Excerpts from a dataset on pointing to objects
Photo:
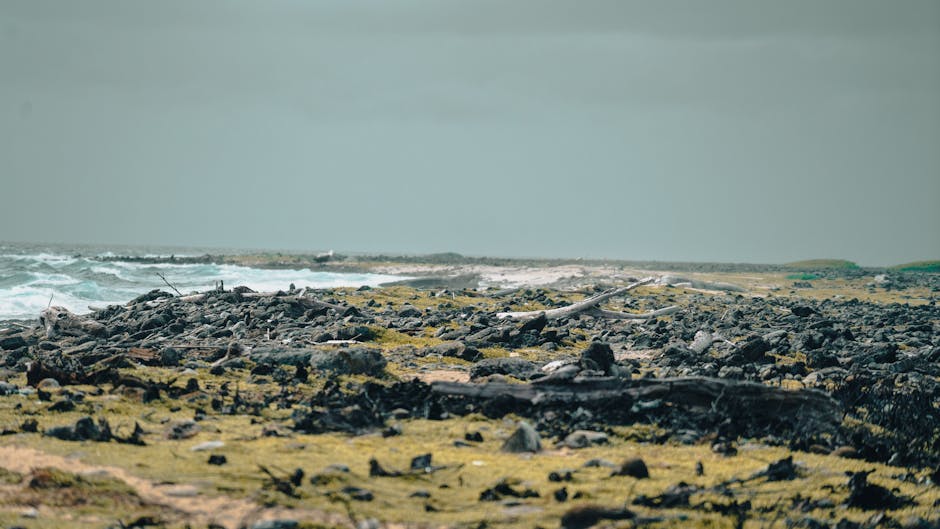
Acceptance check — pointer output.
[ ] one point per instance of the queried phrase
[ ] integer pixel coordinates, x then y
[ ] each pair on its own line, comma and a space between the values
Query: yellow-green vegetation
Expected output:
932, 267
448, 496
454, 488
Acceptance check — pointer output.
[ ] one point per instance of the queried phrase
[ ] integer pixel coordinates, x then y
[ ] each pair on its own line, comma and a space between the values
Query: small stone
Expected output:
48, 384
634, 467
846, 451
359, 494
524, 439
276, 524
584, 438
208, 445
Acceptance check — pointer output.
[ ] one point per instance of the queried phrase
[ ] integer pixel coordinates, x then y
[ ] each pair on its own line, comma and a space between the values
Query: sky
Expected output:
729, 131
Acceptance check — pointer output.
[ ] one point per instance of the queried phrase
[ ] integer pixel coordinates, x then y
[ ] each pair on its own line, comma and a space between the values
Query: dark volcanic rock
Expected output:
84, 429
352, 361
514, 367
524, 439
455, 350
635, 468
598, 357
10, 343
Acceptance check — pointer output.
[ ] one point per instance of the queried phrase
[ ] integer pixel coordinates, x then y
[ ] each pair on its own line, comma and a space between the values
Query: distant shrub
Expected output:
930, 267
819, 264
803, 277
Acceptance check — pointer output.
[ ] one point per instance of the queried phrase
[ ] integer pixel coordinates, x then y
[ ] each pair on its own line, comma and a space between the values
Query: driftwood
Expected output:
735, 399
589, 306
306, 300
701, 285
58, 321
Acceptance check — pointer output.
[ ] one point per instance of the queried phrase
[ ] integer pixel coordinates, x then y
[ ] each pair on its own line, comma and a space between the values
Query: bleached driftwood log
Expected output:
676, 281
589, 306
303, 298
59, 321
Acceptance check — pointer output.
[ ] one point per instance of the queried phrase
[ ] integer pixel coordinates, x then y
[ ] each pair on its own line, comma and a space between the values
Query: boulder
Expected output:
351, 361
524, 439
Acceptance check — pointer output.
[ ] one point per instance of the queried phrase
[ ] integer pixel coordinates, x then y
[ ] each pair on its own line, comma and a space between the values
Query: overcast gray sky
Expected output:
761, 131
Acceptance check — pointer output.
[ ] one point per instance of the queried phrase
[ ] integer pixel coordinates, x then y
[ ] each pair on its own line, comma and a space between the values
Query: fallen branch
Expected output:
601, 313
161, 276
308, 302
589, 306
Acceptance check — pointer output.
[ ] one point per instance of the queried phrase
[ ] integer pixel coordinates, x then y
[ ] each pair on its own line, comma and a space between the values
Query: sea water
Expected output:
32, 277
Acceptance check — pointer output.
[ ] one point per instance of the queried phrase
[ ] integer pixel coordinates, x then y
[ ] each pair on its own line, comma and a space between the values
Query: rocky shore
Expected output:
737, 409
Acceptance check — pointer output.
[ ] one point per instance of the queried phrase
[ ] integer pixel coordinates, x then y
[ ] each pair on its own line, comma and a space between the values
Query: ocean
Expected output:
74, 277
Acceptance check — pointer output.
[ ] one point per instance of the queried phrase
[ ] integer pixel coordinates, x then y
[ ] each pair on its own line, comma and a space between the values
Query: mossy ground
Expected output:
454, 490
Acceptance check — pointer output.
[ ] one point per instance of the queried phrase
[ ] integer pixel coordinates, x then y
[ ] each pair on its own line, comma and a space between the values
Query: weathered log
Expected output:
610, 314
59, 321
303, 298
735, 399
588, 305
701, 285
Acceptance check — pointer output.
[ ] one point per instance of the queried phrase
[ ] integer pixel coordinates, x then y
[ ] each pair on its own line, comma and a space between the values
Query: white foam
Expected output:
89, 282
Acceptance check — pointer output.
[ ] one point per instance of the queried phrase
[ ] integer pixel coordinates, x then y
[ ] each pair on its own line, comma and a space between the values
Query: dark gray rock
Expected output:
12, 342
524, 439
455, 350
598, 357
514, 367
351, 361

### Written task
Tally the lines in the records above that contain the word "driftwood". Reply with only that number.

### Solution
2